EXERCISE GOAL => Render the lines below as a numbered list, leaving out blank lines, starting with the line that contains "Could you please indicate the brass base" and going on through the last line. Include both of those lines and no others.

RECORDS SUPPLIED =>
________

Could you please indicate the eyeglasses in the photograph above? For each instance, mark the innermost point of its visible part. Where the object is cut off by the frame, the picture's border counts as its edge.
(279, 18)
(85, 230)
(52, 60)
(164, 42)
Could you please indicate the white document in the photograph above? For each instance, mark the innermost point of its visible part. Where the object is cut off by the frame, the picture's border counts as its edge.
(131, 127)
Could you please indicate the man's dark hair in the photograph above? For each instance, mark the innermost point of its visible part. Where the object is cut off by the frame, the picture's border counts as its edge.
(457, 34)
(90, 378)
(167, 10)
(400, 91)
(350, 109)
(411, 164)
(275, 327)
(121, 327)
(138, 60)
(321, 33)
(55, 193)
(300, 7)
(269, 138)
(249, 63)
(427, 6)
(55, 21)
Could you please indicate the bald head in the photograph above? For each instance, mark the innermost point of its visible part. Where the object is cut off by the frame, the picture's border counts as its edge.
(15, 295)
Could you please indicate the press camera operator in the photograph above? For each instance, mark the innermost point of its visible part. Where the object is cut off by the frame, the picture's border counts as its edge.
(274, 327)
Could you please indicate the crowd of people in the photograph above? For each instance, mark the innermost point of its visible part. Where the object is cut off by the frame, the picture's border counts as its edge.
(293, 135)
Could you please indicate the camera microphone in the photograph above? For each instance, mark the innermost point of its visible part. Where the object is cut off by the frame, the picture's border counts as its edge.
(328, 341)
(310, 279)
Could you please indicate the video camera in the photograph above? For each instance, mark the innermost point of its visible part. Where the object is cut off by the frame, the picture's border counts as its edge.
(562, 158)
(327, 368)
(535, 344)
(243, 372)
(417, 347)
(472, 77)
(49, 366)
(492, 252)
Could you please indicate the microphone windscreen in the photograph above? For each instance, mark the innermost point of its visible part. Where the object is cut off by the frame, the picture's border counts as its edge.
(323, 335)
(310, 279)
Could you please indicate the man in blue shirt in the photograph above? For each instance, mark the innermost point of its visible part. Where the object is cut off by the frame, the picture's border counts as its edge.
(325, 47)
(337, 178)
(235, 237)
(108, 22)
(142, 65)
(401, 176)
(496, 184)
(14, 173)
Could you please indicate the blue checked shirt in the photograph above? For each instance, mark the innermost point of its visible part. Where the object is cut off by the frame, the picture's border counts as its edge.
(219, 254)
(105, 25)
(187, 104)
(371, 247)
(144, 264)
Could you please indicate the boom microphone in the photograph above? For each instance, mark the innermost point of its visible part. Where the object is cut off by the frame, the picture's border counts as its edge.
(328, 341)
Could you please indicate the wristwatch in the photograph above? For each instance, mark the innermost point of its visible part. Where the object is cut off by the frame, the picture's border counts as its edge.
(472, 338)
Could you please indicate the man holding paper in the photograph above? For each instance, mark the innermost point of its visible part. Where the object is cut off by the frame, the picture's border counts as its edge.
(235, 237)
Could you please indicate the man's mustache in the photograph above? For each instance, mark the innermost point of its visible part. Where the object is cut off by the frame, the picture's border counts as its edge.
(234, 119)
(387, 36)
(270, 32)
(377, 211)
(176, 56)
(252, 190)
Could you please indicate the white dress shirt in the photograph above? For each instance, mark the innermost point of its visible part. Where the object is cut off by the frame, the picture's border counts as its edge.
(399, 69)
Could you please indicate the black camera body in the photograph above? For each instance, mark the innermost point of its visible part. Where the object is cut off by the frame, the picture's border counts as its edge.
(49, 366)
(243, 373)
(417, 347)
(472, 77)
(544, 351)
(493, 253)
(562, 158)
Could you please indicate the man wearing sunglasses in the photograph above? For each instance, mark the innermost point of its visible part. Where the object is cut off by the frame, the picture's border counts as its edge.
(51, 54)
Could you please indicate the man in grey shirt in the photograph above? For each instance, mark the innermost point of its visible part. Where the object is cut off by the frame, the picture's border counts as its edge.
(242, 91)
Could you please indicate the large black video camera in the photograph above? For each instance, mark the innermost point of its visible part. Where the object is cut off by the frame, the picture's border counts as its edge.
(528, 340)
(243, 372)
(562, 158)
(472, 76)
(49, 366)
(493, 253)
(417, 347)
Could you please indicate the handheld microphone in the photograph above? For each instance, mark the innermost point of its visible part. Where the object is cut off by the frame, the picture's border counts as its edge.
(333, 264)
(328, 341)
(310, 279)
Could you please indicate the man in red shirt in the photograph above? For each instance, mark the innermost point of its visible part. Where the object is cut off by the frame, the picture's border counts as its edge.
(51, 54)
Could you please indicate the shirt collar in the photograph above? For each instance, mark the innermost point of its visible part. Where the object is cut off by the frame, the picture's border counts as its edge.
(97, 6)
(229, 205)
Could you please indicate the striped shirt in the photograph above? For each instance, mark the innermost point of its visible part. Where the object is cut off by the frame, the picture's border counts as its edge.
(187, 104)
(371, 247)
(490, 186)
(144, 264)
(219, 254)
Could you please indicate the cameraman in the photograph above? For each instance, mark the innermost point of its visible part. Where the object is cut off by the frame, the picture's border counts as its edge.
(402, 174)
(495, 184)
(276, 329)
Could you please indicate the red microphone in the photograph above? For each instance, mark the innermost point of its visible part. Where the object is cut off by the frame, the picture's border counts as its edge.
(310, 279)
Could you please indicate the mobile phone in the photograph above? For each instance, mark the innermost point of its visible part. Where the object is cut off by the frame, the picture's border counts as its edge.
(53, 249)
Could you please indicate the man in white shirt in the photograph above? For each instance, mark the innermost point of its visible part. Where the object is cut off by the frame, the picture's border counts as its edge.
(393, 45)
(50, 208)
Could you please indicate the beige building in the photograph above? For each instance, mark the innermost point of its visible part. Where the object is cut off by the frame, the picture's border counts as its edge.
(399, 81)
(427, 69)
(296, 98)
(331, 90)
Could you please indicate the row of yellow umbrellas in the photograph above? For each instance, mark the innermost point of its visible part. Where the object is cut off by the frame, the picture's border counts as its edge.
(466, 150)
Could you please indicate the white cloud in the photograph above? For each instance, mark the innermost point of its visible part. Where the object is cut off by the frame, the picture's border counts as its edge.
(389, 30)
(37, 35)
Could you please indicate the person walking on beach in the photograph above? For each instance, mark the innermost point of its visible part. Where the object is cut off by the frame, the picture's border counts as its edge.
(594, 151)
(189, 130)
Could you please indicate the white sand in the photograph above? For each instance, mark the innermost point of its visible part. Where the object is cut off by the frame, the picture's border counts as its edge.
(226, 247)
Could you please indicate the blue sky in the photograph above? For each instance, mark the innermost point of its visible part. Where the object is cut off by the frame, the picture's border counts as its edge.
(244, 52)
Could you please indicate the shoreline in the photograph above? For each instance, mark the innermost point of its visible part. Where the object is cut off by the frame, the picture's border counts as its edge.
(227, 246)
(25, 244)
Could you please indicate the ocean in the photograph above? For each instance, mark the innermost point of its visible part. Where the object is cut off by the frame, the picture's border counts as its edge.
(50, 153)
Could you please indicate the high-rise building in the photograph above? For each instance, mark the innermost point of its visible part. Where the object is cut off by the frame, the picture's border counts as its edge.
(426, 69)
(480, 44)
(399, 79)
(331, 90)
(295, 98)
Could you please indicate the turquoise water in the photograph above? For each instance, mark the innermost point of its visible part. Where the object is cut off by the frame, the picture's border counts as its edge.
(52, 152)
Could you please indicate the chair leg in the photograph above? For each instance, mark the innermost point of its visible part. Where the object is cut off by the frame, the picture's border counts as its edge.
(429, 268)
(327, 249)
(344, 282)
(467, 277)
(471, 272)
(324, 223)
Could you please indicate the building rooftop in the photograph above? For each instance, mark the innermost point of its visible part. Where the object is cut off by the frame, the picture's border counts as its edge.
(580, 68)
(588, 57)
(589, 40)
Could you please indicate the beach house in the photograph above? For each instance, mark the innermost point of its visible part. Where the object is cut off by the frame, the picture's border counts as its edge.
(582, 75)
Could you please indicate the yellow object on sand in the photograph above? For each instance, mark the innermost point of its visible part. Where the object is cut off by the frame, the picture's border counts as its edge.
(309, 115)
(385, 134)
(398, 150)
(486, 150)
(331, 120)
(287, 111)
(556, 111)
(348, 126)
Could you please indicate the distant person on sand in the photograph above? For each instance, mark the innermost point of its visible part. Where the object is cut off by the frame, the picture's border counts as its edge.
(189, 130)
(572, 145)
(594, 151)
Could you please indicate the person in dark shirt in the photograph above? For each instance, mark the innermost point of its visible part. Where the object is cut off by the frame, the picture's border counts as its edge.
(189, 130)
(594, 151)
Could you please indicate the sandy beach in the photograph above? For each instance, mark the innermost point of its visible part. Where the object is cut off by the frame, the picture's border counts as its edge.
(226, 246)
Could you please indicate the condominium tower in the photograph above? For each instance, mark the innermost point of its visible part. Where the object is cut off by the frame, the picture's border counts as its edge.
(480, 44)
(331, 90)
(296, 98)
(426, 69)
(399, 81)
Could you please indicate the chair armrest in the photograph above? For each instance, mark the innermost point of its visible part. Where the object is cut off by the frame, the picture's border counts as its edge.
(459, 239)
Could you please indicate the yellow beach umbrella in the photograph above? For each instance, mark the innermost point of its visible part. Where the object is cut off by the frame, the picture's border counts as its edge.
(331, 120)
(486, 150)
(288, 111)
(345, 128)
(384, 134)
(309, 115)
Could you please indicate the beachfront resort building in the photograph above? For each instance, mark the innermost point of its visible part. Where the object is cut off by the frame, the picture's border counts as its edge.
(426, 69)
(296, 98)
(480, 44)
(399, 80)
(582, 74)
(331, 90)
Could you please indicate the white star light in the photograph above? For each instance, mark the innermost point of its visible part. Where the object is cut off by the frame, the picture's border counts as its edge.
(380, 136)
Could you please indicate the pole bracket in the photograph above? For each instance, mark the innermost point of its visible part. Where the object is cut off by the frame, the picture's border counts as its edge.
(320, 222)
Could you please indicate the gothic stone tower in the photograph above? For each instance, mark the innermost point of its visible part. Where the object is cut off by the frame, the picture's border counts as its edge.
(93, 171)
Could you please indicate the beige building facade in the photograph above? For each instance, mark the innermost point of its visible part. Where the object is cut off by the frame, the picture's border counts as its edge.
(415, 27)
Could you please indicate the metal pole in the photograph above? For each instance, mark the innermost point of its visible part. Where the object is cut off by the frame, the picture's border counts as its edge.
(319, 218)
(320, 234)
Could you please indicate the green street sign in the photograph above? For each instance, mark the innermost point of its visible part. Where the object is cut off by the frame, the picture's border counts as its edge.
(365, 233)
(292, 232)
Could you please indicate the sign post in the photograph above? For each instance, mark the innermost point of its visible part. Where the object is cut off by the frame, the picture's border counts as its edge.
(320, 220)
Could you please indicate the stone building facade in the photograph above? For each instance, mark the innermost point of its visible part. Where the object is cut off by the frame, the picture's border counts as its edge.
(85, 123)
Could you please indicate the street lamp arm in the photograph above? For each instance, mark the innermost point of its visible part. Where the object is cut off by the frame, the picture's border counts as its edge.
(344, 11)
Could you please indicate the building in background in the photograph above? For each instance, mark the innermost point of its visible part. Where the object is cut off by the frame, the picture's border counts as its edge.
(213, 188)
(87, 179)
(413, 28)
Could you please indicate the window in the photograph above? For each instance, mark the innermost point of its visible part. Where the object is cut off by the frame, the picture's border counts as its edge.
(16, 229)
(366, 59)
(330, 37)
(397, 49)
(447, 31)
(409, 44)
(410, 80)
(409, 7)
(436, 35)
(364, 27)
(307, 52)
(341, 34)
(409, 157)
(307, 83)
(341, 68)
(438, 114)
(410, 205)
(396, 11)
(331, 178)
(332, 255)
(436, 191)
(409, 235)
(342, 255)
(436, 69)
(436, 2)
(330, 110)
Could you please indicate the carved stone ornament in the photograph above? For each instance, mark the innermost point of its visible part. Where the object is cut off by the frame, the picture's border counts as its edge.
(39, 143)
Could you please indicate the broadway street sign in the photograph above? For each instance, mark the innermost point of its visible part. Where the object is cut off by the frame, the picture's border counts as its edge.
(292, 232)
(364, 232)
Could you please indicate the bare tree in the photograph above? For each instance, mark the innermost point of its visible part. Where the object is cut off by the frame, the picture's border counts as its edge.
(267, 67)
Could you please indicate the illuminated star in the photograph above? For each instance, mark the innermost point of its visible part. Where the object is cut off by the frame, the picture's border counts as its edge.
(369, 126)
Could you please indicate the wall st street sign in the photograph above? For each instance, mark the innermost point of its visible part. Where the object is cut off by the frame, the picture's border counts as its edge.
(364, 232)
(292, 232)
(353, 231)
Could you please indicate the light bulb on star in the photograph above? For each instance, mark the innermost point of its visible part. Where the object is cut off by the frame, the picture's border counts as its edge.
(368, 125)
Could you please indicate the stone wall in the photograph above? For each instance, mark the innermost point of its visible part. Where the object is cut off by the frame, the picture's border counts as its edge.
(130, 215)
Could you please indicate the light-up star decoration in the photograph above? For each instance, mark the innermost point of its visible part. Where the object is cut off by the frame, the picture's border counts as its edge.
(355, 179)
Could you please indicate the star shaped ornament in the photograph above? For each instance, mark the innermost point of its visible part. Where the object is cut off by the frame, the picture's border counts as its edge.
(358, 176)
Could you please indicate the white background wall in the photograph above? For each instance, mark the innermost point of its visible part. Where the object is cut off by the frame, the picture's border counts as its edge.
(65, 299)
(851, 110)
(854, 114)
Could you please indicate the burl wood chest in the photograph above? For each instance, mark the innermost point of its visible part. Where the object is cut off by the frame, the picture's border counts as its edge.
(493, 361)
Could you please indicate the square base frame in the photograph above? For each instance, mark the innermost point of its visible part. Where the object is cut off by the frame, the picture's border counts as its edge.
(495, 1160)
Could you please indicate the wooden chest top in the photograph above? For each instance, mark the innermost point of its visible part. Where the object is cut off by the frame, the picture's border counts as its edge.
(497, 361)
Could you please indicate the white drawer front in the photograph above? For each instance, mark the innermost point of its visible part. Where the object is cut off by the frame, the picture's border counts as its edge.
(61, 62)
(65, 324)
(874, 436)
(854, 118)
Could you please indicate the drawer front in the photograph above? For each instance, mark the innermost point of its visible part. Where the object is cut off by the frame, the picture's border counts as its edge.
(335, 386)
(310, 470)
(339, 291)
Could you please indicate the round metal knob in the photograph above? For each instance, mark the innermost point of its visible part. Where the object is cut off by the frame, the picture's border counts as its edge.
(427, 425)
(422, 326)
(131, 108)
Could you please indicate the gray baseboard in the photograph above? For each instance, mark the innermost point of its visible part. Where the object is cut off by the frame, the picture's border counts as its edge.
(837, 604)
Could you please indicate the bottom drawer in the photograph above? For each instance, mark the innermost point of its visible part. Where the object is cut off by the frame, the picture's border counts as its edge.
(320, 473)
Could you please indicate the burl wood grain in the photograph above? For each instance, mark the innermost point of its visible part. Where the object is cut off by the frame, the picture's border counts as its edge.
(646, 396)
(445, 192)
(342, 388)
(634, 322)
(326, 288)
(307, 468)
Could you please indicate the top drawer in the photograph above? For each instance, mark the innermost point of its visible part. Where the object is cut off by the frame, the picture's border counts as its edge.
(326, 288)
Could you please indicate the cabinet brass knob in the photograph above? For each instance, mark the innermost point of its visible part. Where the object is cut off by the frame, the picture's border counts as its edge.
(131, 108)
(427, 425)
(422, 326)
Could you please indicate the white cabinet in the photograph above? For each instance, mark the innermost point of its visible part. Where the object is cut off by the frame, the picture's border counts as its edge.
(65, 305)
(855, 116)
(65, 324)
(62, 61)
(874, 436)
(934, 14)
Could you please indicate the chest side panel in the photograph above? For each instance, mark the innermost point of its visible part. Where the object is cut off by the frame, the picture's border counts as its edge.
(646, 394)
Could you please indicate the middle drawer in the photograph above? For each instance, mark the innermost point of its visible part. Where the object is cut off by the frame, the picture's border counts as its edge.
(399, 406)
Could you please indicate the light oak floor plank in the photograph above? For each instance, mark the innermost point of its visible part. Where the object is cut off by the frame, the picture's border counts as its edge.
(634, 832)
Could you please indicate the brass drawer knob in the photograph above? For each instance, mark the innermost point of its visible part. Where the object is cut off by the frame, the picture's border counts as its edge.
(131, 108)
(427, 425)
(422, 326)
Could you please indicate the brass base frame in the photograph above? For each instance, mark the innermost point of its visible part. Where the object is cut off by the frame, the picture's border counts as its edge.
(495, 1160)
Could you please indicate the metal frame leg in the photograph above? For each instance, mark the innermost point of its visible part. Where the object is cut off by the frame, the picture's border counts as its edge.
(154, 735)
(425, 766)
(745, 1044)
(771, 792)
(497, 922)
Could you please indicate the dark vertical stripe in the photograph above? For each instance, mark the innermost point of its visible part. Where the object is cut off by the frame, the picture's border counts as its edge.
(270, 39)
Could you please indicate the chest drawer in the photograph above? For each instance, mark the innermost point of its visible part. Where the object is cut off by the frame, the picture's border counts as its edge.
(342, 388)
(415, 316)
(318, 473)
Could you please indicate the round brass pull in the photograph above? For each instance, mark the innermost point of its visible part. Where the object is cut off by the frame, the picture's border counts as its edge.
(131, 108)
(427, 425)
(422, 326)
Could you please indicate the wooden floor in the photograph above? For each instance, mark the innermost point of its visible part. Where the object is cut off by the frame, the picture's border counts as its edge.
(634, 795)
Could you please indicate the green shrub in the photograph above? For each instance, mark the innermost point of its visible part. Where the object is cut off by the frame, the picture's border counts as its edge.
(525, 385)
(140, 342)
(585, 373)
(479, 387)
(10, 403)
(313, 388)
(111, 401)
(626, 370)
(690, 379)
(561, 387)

________

TASK ANSWER =>
1. Could you please indicate the brass base frame in the photograph above? For each instance, mark the innermost point of its visible part. Where the object is cut off by the frame, the picture's border counts as its edge.
2. (495, 1160)
3. Could you please indicate the metal frame leg in the photograph above? For each instance, mark the innermost point of its visible part. Where the object is cut off by the frame, the picture's border counts as its edge.
4. (154, 735)
5. (425, 766)
6. (745, 1044)
7. (771, 792)
8. (497, 922)
9. Could you please indicate the dark vertical stripe in the photograph above? For each instance, mark the innermost point of its visible part. Where the object is cut off by the frame, the picture's border counts as its edge.
10. (270, 39)
11. Could you please indicate the chest drawer in the photograph above? For each instance, mark the innermost point of its visible part. Where the object is cut off by the frame, the picture's border counts as its edge.
12. (342, 388)
13. (415, 316)
14. (318, 473)
15. Could you please indicate the round brass pull in the photograph above? For each instance, mark the innermost point of its visible part. Where the object is cut off by the frame, the picture's border counts as its edge.
16. (131, 108)
17. (427, 425)
18. (422, 326)
19. Could you please indicate the wooden floor in the photograph above? For each instance, mark the innermost point of its visible part. Where the object is cut off by the frame, the picture's border counts as its edge.
20. (634, 795)
21. Could you please indicate the green shrub in the photograph above? For each instance, mark the innermost point of its visible part. Where the object is cut off by the frame, the picture's border counts as its edge.
22. (525, 385)
23. (140, 342)
24. (585, 373)
25. (479, 387)
26. (10, 403)
27. (313, 388)
28. (111, 401)
29. (626, 370)
30. (690, 379)
31. (561, 387)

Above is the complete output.